**What needs to be done**
Shift every coordinate in the answers by adding 15, and write out the lines again with the requests included. Begin at the first line of the entries below and stop after the line that contains "128 115 L 136".

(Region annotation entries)

■ ■ ■ ■ ■

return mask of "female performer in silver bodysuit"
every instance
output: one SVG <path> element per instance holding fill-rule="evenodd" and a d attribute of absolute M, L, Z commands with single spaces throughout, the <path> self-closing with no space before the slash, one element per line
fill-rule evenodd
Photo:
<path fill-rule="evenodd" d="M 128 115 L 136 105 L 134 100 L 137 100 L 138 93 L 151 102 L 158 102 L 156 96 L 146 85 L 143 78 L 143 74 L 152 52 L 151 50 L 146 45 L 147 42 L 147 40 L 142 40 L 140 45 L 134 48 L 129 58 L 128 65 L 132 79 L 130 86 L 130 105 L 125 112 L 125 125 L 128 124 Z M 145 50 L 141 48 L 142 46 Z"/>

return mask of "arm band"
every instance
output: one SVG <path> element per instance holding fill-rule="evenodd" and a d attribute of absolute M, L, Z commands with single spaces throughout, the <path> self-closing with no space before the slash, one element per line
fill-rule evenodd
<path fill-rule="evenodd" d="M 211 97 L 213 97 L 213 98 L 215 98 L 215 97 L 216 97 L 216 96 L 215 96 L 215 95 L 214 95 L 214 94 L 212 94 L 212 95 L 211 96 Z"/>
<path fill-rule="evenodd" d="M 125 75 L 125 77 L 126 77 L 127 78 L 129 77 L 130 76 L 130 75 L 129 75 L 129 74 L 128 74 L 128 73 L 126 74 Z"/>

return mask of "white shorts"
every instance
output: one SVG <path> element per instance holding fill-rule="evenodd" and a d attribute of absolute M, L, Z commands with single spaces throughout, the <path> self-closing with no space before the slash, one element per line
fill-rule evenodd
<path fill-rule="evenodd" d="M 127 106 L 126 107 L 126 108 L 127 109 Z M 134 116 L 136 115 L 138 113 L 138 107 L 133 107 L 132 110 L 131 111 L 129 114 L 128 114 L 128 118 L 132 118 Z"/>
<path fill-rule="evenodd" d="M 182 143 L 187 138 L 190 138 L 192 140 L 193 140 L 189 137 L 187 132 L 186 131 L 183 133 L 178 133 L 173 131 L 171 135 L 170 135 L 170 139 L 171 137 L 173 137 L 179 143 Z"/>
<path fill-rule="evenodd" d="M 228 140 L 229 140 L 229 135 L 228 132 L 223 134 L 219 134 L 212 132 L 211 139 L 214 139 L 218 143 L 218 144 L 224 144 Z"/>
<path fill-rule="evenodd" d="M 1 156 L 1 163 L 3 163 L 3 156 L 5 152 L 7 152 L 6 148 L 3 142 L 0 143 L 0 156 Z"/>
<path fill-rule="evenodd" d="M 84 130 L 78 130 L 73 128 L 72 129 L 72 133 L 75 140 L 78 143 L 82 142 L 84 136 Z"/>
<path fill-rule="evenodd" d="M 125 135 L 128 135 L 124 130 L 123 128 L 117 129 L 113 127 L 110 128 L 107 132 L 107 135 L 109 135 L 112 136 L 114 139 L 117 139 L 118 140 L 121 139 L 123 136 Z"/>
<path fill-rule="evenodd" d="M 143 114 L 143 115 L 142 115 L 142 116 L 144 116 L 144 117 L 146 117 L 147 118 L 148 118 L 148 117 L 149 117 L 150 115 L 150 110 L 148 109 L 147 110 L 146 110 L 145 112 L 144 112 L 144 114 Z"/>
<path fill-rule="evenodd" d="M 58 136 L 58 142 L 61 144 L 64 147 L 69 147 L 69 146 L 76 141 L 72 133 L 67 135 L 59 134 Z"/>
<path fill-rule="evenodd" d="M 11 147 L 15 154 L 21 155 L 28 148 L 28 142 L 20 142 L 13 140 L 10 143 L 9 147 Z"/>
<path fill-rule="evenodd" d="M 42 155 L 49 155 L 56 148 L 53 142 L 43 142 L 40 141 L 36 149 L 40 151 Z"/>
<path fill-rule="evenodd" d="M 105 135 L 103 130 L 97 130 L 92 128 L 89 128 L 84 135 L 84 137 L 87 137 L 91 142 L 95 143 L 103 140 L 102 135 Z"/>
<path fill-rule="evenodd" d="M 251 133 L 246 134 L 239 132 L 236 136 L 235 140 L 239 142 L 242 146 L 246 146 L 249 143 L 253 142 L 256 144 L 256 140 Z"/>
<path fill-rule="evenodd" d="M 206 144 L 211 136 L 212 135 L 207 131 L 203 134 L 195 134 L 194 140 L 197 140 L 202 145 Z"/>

■ ■ ■ ■ ■

**Full answer**
return mask of "female performer in silver bodysuit"
every instance
output: one SVG <path> element per instance holding fill-rule="evenodd" and a d attribute of absolute M, L, Z commands with single spaces throughout, the <path> self-closing with no space before the slash, one element per line
fill-rule evenodd
Photo:
<path fill-rule="evenodd" d="M 143 130 L 151 120 L 149 115 L 152 115 L 153 108 L 166 117 L 173 117 L 171 111 L 161 100 L 158 93 L 158 89 L 167 67 L 166 65 L 161 60 L 162 57 L 162 55 L 157 55 L 155 60 L 149 63 L 144 73 L 143 80 L 147 94 L 145 101 L 145 120 L 140 127 L 140 140 L 143 139 Z M 160 65 L 156 63 L 157 61 Z"/>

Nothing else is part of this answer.